The entries below should be transcribed in their entirety, exactly as written.

════

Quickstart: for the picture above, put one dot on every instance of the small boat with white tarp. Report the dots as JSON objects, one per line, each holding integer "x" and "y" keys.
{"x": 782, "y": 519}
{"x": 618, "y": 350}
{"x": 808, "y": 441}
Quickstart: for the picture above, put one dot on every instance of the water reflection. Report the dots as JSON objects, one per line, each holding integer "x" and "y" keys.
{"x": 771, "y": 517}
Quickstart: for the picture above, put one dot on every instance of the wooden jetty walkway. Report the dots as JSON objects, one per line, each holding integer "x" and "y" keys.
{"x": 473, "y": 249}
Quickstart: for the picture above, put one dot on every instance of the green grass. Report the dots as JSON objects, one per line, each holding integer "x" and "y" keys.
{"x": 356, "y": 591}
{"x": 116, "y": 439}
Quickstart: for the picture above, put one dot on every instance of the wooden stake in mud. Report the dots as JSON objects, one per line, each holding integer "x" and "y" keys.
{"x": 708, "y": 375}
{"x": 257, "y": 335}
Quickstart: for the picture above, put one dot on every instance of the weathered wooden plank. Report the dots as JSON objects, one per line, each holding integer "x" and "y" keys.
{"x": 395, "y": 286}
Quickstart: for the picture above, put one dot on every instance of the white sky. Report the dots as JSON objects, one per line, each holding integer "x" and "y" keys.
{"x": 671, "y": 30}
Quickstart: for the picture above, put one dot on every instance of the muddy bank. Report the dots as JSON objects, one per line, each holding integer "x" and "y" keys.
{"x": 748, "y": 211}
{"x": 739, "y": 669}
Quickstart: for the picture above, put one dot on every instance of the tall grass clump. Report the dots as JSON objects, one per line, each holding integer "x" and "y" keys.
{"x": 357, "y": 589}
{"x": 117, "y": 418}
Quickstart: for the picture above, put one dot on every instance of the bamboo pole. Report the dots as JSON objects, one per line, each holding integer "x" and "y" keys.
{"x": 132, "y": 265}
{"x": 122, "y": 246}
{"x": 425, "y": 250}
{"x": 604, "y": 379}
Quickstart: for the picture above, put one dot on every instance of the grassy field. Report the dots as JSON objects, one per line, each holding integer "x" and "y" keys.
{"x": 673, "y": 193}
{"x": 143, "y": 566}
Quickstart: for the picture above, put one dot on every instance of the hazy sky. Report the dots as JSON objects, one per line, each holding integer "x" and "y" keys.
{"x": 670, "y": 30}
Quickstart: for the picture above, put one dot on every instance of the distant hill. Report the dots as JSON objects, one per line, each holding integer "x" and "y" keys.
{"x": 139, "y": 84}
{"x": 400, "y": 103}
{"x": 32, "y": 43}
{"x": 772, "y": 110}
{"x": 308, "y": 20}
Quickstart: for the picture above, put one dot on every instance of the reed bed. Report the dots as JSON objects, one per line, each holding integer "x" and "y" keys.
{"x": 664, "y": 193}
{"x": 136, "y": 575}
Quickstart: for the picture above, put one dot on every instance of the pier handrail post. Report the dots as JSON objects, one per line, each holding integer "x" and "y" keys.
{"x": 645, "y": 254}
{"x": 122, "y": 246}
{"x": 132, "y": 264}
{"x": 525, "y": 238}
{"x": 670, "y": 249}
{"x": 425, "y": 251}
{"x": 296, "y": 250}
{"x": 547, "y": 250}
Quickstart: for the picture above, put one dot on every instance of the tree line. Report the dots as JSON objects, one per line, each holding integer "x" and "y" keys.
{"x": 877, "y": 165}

════

- [Expected output]
Quickstart: for the picture above, put one dot on every instance of the small boat with white tarp. Report the dots as JSON objects, one per line, each holding integer "x" and "y" keys.
{"x": 782, "y": 519}
{"x": 618, "y": 350}
{"x": 808, "y": 441}
Quickstart: for the picture above, put one dot on every instance of the water reflection. Report the dots as JSON objects, one per line, each holding integer "x" and "y" keys.
{"x": 771, "y": 517}
Quickstart: for the picture above, put one dot on every instance of the wooden jetty walkway. Report the dots as JSON objects, one per line, each holding integer "x" and "y" keys.
{"x": 473, "y": 249}
Quickstart: for the picture above, put one dot on every instance of the green grass. Report the dots as JSON objects, one per line, each holding integer "x" and "y" keys.
{"x": 356, "y": 591}
{"x": 116, "y": 439}
Quickstart: for the picture above, put one dot on every instance of the wooden stake in mud. Report the dots as JSON objects, one per line, each holding integer "x" and "y" keys.
{"x": 708, "y": 375}
{"x": 257, "y": 335}
Quickstart: for the picture above, put one dot on every instance of the weathered wooden plank. Report the dots as JSON objects, one per line, each holding integer "x" and "y" keys.
{"x": 395, "y": 286}
Quickstart: for the picture above, put one dot on every instance of the white sky. Report the dots as JSON objects, one per line, each holding integer "x" and "y" keys.
{"x": 671, "y": 30}
Quickstart: for the picture above, put one dot on every instance of the muddy bank. Report the dots as JSON objects, one per line, each holding integer "x" and "y" keys.
{"x": 748, "y": 211}
{"x": 739, "y": 669}
Quickstart: for the picture above, put one dot on every instance of the tall grass clump. Report the dots as JSON objects, one per line, each holding integer "x" and "y" keys.
{"x": 357, "y": 589}
{"x": 117, "y": 418}
Quickstart: for the picture above, put one dot on every instance of the bamboo pole. Report the dots as JSON objects, one per line, each holding integer "x" and "y" keys.
{"x": 132, "y": 265}
{"x": 122, "y": 246}
{"x": 425, "y": 250}
{"x": 604, "y": 379}
Quickstart: for the picture above, put one dot on every instance of the grassy field. Report the dots as JSON objects, one per line, each holding integer "x" and "y" keys.
{"x": 673, "y": 193}
{"x": 143, "y": 566}
Quickstart: for the picture above, put one dot on every instance of the hazy sky. Report the dots as JSON objects, one per line, each holding integer "x" and "y" keys.
{"x": 670, "y": 30}
Quickstart: for the picture above, put one dot on every instance of the distant hill. Report the dots as JSON objects, one per line, each holding integer "x" and "y" keys.
{"x": 139, "y": 84}
{"x": 400, "y": 103}
{"x": 32, "y": 43}
{"x": 772, "y": 110}
{"x": 308, "y": 20}
Quickstart: for the picture above, put one dot on every instance of the reed bed. Report the dots as JSON objects, one per line, each holding integer "x" and "y" keys.
{"x": 664, "y": 193}
{"x": 136, "y": 575}
Quickstart: for the picture above, put one dot on every instance of the pier handrail post. Report the dots as JSON objects, one per line, each holding integer "x" and "y" keys.
{"x": 645, "y": 254}
{"x": 122, "y": 246}
{"x": 132, "y": 264}
{"x": 525, "y": 238}
{"x": 670, "y": 249}
{"x": 425, "y": 251}
{"x": 296, "y": 250}
{"x": 547, "y": 250}
Quickstart: for the picture above, put one dot on every instance of the tree line. Report the dots as JSON objects, one per line, each holding integer "x" and "y" keys.
{"x": 877, "y": 165}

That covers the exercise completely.